• **Stored items from a collection**

● ● ● ● ● ● ●

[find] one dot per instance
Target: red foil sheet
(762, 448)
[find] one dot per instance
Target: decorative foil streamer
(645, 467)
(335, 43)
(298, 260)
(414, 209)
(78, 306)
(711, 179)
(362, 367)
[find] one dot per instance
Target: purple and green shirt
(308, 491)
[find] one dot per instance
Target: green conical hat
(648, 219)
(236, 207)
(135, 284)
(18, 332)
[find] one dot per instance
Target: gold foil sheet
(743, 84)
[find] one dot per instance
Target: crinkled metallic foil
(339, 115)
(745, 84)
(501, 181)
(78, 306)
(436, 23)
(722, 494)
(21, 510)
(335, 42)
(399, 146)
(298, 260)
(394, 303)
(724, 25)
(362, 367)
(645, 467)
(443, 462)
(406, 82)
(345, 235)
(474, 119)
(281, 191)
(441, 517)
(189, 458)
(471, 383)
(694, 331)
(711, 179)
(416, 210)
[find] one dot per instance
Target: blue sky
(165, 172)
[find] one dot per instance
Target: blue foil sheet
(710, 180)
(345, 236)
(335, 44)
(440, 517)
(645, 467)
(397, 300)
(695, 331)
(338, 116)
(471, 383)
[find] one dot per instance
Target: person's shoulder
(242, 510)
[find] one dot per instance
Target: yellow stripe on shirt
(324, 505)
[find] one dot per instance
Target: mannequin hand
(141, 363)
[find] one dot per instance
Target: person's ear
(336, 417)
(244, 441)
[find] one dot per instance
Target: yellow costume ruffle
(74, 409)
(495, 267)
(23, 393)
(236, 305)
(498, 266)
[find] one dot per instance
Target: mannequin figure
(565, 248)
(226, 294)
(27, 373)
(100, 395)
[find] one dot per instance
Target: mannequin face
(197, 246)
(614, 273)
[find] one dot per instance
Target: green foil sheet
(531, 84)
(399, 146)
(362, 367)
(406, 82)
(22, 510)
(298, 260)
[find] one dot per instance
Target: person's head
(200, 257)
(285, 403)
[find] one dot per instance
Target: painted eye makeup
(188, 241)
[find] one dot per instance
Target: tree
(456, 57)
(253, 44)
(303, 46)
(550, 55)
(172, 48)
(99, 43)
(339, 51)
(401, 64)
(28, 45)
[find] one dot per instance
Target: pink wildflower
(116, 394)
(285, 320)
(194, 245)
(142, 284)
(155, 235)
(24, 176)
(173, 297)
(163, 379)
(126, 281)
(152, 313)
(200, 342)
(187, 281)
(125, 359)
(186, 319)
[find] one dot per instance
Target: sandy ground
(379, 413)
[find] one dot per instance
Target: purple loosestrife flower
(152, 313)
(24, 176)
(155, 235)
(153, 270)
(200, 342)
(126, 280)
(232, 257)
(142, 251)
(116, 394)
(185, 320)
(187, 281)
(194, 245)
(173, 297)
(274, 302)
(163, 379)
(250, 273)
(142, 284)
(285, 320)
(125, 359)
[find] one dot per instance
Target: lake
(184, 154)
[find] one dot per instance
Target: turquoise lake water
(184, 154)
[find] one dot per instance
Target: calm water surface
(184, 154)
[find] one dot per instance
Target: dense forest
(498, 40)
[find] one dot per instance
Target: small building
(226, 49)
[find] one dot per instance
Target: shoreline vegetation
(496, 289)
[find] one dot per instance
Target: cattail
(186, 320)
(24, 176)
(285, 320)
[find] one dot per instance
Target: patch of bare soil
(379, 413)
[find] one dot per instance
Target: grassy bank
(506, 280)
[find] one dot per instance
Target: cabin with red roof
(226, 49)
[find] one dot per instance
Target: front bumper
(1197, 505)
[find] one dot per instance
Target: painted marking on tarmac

● ● ● ● ● ● ●

• **What is expected**
Please reproduce all of the entries exactly as they stand.

• **Answer**
[find] one dot per instance
Target: red foil sheet
(762, 448)
[find] one dot per instance
Target: decorative foil streamer
(645, 467)
(335, 43)
(298, 260)
(414, 209)
(78, 306)
(711, 179)
(362, 367)
[find] one dot per instance
Target: purple and green shirt
(308, 491)
[find] one dot per instance
Target: green conical hat
(648, 219)
(236, 207)
(135, 284)
(18, 332)
[find] one dot per instance
Target: gold foil sheet
(743, 84)
[find] one dot per instance
Target: crinkled metallic foil
(339, 115)
(745, 84)
(501, 181)
(78, 306)
(436, 23)
(722, 494)
(21, 510)
(335, 42)
(399, 146)
(298, 260)
(394, 303)
(724, 25)
(362, 367)
(645, 467)
(443, 462)
(406, 82)
(345, 235)
(474, 119)
(281, 191)
(441, 517)
(189, 458)
(471, 383)
(694, 331)
(711, 179)
(416, 210)
[find] one dot per instance
Target: blue sky
(165, 172)
[find] one dot per instance
Target: blue foil sheet
(710, 180)
(345, 236)
(335, 44)
(440, 517)
(645, 467)
(397, 300)
(695, 331)
(338, 116)
(471, 383)
[find] one dot per instance
Target: person's shoulder
(242, 510)
[find] one dot per instance
Target: yellow stripe on shirt
(324, 505)
[find] one dot per instance
Target: mannequin hand
(141, 363)
[find] one dot per instance
Target: person's ear
(336, 417)
(244, 441)
[find] one dot per instance
Target: yellow costume ruffle
(74, 409)
(495, 267)
(23, 393)
(236, 305)
(498, 266)
[find] one dot per instance
Target: mannequin figure
(565, 248)
(226, 294)
(27, 373)
(100, 395)
[find] one dot per instance
Target: mannequin face
(197, 246)
(614, 273)
[find] one dot per instance
Target: green foil sheet
(531, 84)
(399, 146)
(362, 367)
(406, 82)
(22, 510)
(298, 260)
[find] one dot per instance
Target: person's head
(200, 257)
(285, 403)
[find] one dot per instance
Target: painted eye makeup
(188, 241)
[find] one dot per instance
Target: tree
(456, 57)
(253, 44)
(303, 46)
(550, 55)
(172, 48)
(99, 43)
(339, 51)
(401, 64)
(28, 45)
[find] one dot per instance
Target: pink wildflower
(116, 394)
(285, 320)
(194, 245)
(142, 284)
(155, 235)
(24, 176)
(173, 297)
(163, 379)
(126, 281)
(152, 313)
(200, 342)
(187, 281)
(125, 359)
(186, 319)
[find] one dot per instance
Target: sandy ground
(379, 413)
[find] one dot per instance
Target: purple loosestrife flower
(152, 313)
(24, 176)
(155, 235)
(153, 270)
(200, 342)
(126, 280)
(232, 257)
(142, 251)
(116, 394)
(185, 320)
(187, 281)
(194, 245)
(173, 297)
(274, 302)
(163, 379)
(250, 273)
(142, 284)
(285, 320)
(125, 359)
[find] one dot per instance
Target: lake
(184, 154)
[find] one dot per instance
Target: turquoise lake water
(184, 154)
[find] one dot per instance
Target: calm water surface
(184, 154)
[find] one dot per instance
Target: dense forest
(498, 40)
[find] one dot per instance
Target: small building
(226, 49)
[find] one dot per instance
Target: shoreline vegetation
(496, 289)
[find] one dot per instance
Target: cattail
(186, 320)
(24, 176)
(285, 320)
[find] one dot per instance
Target: patch of bare soil
(379, 413)
[find] one dot per instance
Target: grassy bank
(506, 280)
[find] one dot per instance
Target: cabin with red roof
(226, 49)
[find] one dot per instance
Target: front bumper
(1197, 505)
[find] one dot per instance
Target: painted marking on tarmac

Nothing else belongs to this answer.